Entries for labeling bounding boxes
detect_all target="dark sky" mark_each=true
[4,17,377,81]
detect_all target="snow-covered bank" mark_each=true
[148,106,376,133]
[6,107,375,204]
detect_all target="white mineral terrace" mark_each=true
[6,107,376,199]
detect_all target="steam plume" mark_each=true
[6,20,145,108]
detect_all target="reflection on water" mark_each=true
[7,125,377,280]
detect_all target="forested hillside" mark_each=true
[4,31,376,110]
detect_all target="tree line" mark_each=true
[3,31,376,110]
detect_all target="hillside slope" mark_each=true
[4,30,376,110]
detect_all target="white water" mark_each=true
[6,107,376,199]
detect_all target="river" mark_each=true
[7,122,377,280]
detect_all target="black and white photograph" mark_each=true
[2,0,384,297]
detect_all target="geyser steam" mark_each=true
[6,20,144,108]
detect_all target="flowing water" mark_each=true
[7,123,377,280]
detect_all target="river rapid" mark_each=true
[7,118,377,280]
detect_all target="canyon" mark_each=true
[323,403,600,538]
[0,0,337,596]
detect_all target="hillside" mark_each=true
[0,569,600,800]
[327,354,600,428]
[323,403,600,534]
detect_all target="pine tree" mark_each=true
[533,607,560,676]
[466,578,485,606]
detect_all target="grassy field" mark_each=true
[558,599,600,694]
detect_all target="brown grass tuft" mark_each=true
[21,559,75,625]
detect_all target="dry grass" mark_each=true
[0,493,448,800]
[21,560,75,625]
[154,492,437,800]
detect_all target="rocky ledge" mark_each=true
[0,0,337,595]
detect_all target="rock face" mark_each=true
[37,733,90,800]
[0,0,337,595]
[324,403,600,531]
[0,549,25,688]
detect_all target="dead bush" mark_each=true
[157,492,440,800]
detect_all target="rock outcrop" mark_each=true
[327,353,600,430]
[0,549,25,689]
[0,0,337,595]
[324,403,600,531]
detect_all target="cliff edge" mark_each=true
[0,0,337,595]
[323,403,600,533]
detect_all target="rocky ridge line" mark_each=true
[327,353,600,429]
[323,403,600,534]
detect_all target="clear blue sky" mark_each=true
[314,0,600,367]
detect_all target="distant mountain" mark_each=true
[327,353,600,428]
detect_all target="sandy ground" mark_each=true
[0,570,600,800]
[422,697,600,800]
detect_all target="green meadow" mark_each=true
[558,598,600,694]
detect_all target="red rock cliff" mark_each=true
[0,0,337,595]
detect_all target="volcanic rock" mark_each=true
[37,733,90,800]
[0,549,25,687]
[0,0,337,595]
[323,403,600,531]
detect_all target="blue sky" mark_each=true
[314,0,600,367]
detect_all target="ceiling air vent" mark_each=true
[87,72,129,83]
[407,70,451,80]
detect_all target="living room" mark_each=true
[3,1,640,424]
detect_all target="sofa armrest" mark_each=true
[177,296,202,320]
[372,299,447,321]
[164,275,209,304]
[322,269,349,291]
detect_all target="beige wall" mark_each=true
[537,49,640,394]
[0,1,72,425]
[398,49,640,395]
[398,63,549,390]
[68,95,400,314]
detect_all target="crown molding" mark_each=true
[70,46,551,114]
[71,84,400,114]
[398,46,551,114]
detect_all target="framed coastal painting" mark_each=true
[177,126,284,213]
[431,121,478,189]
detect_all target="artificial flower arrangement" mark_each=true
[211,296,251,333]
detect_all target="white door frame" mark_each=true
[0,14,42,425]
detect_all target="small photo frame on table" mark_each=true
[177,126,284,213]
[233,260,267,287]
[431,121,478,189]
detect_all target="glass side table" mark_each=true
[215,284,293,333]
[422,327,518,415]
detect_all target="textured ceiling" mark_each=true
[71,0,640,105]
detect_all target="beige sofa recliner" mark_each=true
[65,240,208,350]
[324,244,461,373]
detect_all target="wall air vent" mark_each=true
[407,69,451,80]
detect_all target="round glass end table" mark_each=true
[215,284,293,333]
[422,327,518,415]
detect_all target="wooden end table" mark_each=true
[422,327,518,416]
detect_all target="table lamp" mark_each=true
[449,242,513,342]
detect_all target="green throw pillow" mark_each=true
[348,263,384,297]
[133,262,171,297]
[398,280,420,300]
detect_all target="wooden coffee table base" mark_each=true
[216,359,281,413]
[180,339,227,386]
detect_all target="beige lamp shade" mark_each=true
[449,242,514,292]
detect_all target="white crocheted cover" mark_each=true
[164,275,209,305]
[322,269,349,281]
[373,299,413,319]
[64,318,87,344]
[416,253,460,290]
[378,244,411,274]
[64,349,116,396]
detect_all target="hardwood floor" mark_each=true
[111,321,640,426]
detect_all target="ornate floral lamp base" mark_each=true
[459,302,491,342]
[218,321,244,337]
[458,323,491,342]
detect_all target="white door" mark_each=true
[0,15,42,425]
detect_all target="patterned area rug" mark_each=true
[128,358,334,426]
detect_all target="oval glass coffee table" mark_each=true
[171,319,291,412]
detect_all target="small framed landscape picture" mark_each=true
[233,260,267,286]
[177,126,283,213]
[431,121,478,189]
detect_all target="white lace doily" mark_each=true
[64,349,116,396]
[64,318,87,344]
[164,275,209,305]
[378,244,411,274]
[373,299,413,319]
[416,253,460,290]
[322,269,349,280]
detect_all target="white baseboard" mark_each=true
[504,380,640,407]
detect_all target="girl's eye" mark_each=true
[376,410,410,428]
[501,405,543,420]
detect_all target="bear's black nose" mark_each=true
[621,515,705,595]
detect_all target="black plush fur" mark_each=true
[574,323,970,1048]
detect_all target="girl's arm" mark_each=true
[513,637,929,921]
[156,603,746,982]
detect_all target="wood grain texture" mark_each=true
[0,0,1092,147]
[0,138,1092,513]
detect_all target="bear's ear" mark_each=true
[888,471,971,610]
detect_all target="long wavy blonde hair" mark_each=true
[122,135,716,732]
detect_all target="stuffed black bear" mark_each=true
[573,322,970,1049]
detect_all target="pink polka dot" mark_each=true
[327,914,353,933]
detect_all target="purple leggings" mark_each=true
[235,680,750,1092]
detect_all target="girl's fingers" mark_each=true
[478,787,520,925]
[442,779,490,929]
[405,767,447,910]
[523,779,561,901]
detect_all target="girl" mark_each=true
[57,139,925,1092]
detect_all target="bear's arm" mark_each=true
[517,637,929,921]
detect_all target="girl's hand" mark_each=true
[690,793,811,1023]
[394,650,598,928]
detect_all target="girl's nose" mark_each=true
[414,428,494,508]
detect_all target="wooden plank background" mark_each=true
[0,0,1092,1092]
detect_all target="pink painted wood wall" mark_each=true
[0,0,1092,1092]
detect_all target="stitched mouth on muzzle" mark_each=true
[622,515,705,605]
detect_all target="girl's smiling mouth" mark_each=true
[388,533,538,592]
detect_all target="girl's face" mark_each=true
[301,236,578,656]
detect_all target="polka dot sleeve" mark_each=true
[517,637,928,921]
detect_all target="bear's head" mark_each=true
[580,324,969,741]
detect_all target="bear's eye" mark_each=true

> **Written request**
Arrange every line of the material above as a numbered list, leaving out any blank lines.

> **Written response**
1. detect_all target="dark sky" mark_each=true
2. [4,17,377,81]
3. detect_all target="snow-covered bank" mark_each=true
4. [148,106,376,133]
5. [6,107,375,204]
6. detect_all target="white mineral terrace" mark_each=true
7. [6,107,376,199]
8. detect_all target="steam plume" mark_each=true
9. [6,20,145,108]
10. detect_all target="reflection on water" mark_each=true
11. [7,125,377,280]
12. detect_all target="forested hillside" mark_each=true
13. [4,31,376,110]
14. detect_all target="tree line" mark_each=true
15. [3,31,376,110]
16. detect_all target="hillside slope" mark_each=true
17. [4,30,376,110]
18. detect_all target="white water" mark_each=true
19. [6,107,376,199]
20. detect_all target="river" mark_each=true
21. [7,122,377,280]
22. detect_all target="black and white photograph" mark_each=true
23. [2,0,384,297]
24. detect_all target="geyser steam" mark_each=true
25. [6,20,144,108]
26. detect_all target="flowing water" mark_each=true
27. [7,123,377,280]
28. detect_all target="river rapid" mark_each=true
29. [7,118,377,280]
30. detect_all target="canyon" mark_each=true
31. [323,403,600,538]
32. [0,0,337,596]
33. detect_all target="hillside" mark_each=true
34. [0,569,600,800]
35. [327,354,600,428]
36. [323,403,600,534]
37. detect_all target="pine tree" mark_each=true
38. [533,607,560,676]
39. [466,578,485,606]
40. detect_all target="grassy field" mark_each=true
41. [558,599,600,694]
42. detect_all target="brown grass tuft" mark_each=true
43. [21,559,75,625]
44. detect_all target="dry grass" mark_each=true
45. [0,493,448,800]
46. [21,560,75,625]
47. [154,492,437,800]
48. detect_all target="rocky ledge" mark_each=true
49. [0,0,337,595]
50. detect_all target="rock face" mark_each=true
51. [37,733,90,800]
52. [0,0,337,595]
53. [324,403,600,531]
54. [0,549,25,688]
55. detect_all target="dead bush" mark_each=true
56. [157,492,440,800]
57. detect_all target="rock outcrop" mark_each=true
58. [327,353,600,430]
59. [0,549,25,689]
60. [0,0,337,595]
61. [324,403,600,531]
62. detect_all target="cliff edge" mark_each=true
63. [0,0,337,595]
64. [323,403,600,533]
65. detect_all target="rocky ridge line" mark_each=true
66. [327,353,600,429]
67. [323,403,600,534]
68. detect_all target="clear blue sky" mark_each=true
69. [314,0,600,367]
70. detect_all target="distant mountain" mark_each=true
71. [327,353,600,428]
72. detect_all target="sandy ground" mark_each=true
73. [0,570,600,800]
74. [422,697,600,800]
75. detect_all target="green meadow" mark_each=true
76. [558,598,600,694]
77. detect_all target="red rock cliff" mark_each=true
78. [0,0,337,595]
79. detect_all target="volcanic rock" mark_each=true
80. [37,733,90,800]
81. [0,549,25,687]
82. [0,0,337,595]
83. [323,403,600,531]
84. detect_all target="blue sky" mark_each=true
85. [314,0,600,367]
86. detect_all target="ceiling air vent" mark_each=true
87. [87,72,129,83]
88. [407,70,451,80]
89. detect_all target="living room" mark_each=true
90. [3,1,640,424]
91. detect_all target="sofa armrest" mark_each=true
92. [177,296,202,320]
93. [372,299,447,321]
94. [164,275,209,304]
95. [322,269,349,291]
96. detect_all target="beige wall" mark_each=true
97. [537,49,640,394]
98. [0,1,72,425]
99. [398,49,640,395]
100. [398,63,549,390]
101. [68,95,400,314]
102. detect_all target="crown molding" mark_each=true
103. [70,46,551,114]
104. [71,84,400,114]
105. [398,46,551,114]
106. detect_all target="framed coastal painting" mark_each=true
107. [177,126,284,213]
108. [431,121,478,189]
109. detect_all target="artificial flower arrangement" mark_each=true
110. [211,296,251,333]
111. detect_all target="white door frame" mark_each=true
112. [0,14,42,425]
113. detect_all target="small photo frame on table" mark_each=true
114. [177,126,284,213]
115. [233,260,267,287]
116. [431,121,478,189]
117. detect_all target="glass side table" mark_each=true
118. [215,284,293,333]
119. [422,327,518,415]
120. detect_all target="textured ceiling" mark_each=true
121. [71,0,640,105]
122. detect_all target="beige sofa recliner" mark_each=true
123. [65,240,208,350]
124. [324,244,461,373]
125. detect_all target="wall air vent" mark_each=true
126. [407,69,451,80]
127. detect_all target="round glass end table" mark_each=true
128. [215,284,293,333]
129. [422,327,518,415]
130. detect_all target="wooden end table" mark_each=true
131. [422,327,518,416]
132. detect_all target="table lamp" mark_each=true
133. [449,242,513,342]
134. detect_all target="green throw pillow" mark_each=true
135. [348,263,384,297]
136. [133,262,171,297]
137. [398,280,420,300]
138. detect_all target="wooden coffee table base" mark_each=true
139. [216,359,281,413]
140. [180,339,227,386]
141. detect_all target="beige lamp shade" mark_each=true
142. [449,242,514,292]
143. detect_all target="white crocheted cover" mark_each=true
144. [164,275,209,305]
145. [322,269,349,281]
146. [373,299,413,319]
147. [64,318,87,344]
148. [416,253,460,290]
149. [378,244,411,274]
150. [64,349,116,396]
151. detect_all target="hardwood floor" mark_each=true
152. [111,321,640,426]
153. detect_all target="ornate floral lamp base" mark_each=true
154. [459,302,491,342]
155. [218,321,244,337]
156. [458,323,491,342]
157. detect_all target="white door" mark_each=true
158. [0,15,42,425]
159. detect_all target="patterned area rug" mark_each=true
160. [128,358,334,426]
161. detect_all target="oval glass coffee table" mark_each=true
162. [171,319,291,412]
163. detect_all target="small framed landscape picture" mark_each=true
164. [233,260,267,286]
165. [177,126,283,213]
166. [431,121,478,189]
167. detect_all target="white lace doily" mark_each=true
168. [64,349,116,396]
169. [64,318,87,344]
170. [164,275,209,305]
171. [378,244,411,274]
172. [373,299,413,319]
173. [416,253,460,290]
174. [322,269,349,280]
175. detect_all target="white baseboard" mark_each=true
176. [504,380,640,407]
177. detect_all target="girl's eye" mark_each=true
178. [376,410,410,428]
179. [501,405,543,420]
180. detect_all target="bear's black nose" mark_each=true
181. [621,515,705,595]
182. detect_all target="black plush fur" mark_each=true
183. [574,323,970,1048]
184. detect_all target="girl's arm" mark_each=true
185. [513,637,929,921]
186. [156,603,746,982]
187. detect_all target="wood grain texture" mark_each=true
188. [0,0,1092,147]
189. [0,138,1092,513]
190. detect_all target="bear's ear" mark_each=true
191. [888,471,971,610]
192. detect_all target="long wavy blonde hair" mark_each=true
193. [122,135,716,732]
194. detect_all target="stuffed black bear" mark_each=true
195. [573,322,970,1049]
196. detect_all target="pink polka dot" mark_each=true
197. [327,914,353,933]
198. detect_all target="purple leggings" mark_each=true
199. [235,680,750,1092]
200. detect_all target="girl's fingers" mark_each=true
201. [478,787,520,925]
202. [442,779,490,929]
203. [405,767,447,910]
204. [523,779,561,901]
205. detect_all target="girl" mark_each=true
206. [57,139,925,1092]
207. detect_all target="bear's arm" mark_each=true
208. [517,637,929,921]
209. detect_all target="girl's hand" mark_each=true
210. [690,793,811,1023]
211. [394,650,598,928]
212. detect_all target="girl's nose" mark_each=true
213. [414,428,494,508]
214. detect_all target="wooden plank background" mark_each=true
215. [0,0,1092,1092]
216. detect_all target="pink painted wood wall" mark_each=true
217. [0,0,1092,1092]
218. detect_all target="stitched mouth on muzzle" mark_each=true
219. [622,515,705,605]
220. detect_all target="girl's smiling mouth" mark_each=true
221. [388,533,538,592]
222. detect_all target="girl's face" mark_each=true
223. [301,236,578,656]
224. detect_all target="polka dot sleeve" mark_each=true
225. [517,637,928,921]
226. detect_all target="bear's head" mark_each=true
227. [580,324,969,741]
228. detect_all target="bear's eye" mark_each=true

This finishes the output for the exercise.